- Opening Delimiter -

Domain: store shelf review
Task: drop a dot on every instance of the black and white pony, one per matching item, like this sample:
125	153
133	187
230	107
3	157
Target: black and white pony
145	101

- Closing Delimiter -

■ WHAT IS BEING ASKED: All lines of the data above must be returned exactly.

■ ANSWER SECTION:
Domain: store shelf review
Task: drop a dot on every instance of the black and white pony, one per matching item, like this sample:
125	153
133	187
230	107
3	157
Target: black and white pony
145	101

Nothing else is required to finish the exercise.